(What needs to be done):
Reproduce verbatim every line below, from the line containing "190, row 39." down to the line containing "column 174, row 161", with both of those lines included.

(Input material):
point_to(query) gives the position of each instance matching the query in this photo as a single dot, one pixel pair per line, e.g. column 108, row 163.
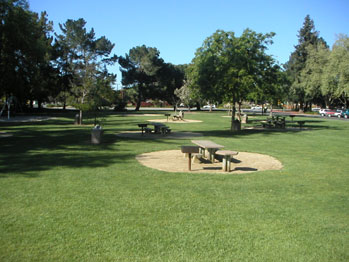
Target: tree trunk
column 235, row 123
column 80, row 117
column 198, row 106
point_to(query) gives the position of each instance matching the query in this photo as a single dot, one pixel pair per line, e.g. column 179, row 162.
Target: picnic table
column 142, row 126
column 159, row 128
column 301, row 124
column 208, row 145
column 292, row 116
column 167, row 115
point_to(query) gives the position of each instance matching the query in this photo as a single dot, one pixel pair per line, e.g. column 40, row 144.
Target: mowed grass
column 63, row 199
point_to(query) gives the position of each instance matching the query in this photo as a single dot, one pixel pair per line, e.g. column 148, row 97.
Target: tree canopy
column 228, row 68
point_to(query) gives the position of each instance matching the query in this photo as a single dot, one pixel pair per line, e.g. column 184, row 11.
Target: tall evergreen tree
column 307, row 36
column 139, row 70
column 85, row 58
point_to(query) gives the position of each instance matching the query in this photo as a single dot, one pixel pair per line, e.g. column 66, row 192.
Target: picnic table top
column 206, row 144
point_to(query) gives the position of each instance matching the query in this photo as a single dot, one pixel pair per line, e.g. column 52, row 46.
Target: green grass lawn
column 63, row 199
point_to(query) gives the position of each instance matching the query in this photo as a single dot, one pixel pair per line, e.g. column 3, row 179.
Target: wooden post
column 189, row 161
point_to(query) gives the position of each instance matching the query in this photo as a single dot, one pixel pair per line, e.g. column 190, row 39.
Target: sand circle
column 175, row 161
column 170, row 120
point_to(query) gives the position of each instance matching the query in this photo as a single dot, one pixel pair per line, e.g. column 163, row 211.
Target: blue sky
column 178, row 27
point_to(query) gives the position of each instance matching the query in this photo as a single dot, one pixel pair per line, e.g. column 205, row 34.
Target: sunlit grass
column 63, row 199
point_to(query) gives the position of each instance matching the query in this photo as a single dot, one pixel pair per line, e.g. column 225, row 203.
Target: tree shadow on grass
column 34, row 149
column 294, row 129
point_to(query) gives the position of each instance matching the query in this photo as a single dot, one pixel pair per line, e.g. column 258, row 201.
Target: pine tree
column 307, row 36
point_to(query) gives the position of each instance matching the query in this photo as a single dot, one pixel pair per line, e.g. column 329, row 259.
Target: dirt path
column 174, row 161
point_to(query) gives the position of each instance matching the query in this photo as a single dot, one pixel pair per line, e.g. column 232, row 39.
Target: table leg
column 226, row 163
column 189, row 161
column 224, row 167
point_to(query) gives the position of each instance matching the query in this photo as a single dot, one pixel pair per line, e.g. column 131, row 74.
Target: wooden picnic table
column 142, row 126
column 157, row 127
column 208, row 145
column 167, row 115
column 301, row 124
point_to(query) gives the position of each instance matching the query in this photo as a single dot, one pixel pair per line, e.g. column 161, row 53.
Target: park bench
column 277, row 122
column 191, row 151
column 227, row 156
column 165, row 130
column 178, row 116
column 148, row 130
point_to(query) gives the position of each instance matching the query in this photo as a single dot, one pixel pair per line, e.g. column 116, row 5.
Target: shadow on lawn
column 294, row 128
column 38, row 148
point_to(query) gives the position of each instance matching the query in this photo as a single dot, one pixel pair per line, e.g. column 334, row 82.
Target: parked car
column 322, row 111
column 209, row 106
column 345, row 113
column 330, row 112
column 338, row 113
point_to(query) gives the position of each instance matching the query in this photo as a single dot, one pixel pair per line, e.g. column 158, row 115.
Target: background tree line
column 71, row 68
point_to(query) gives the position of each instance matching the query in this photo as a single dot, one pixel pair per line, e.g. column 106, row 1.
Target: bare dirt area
column 170, row 120
column 172, row 135
column 175, row 161
column 26, row 119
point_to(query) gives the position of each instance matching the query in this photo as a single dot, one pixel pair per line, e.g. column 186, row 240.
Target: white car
column 208, row 106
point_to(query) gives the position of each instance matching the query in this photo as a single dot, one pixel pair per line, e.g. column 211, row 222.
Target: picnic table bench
column 191, row 151
column 301, row 124
column 159, row 128
column 179, row 116
column 274, row 122
column 208, row 145
column 227, row 156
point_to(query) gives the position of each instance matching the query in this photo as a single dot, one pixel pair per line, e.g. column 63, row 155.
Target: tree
column 307, row 36
column 26, row 70
column 170, row 78
column 139, row 70
column 336, row 73
column 185, row 94
column 227, row 68
column 86, row 58
column 312, row 74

(Solution for this task):
point_to(query) gives the position of each instance matching the query in this photo as a single dot, one pixel pair per line, e.g. column 190, row 39.
Target: sand circle
column 175, row 161
column 170, row 120
point_to(query) gives the position of each instance matching the query in this photo as a single dot, one pixel pair per line, e.g. column 163, row 211.
Target: blue sky
column 178, row 27
point_to(query) gives the position of each instance matching the query in this photo as a single dot, one pixel pair per line, e.g. column 205, row 34.
Target: sunlit grass
column 63, row 199
point_to(query) gives the position of each instance matching the query in this photo as a single dot, one pixel pair per line, e.g. column 225, row 203.
Target: tree shadow on grass
column 34, row 149
column 294, row 129
point_to(query) gives the position of each instance matching the query in this photo as a single dot, one pixel pair per line, e.g. column 258, row 201.
Target: pine tree
column 307, row 36
point_to(query) gives the position of each instance matching the query in this photo as a single dot, one pixel pair per line, e.g. column 329, row 259.
Target: dirt path
column 174, row 161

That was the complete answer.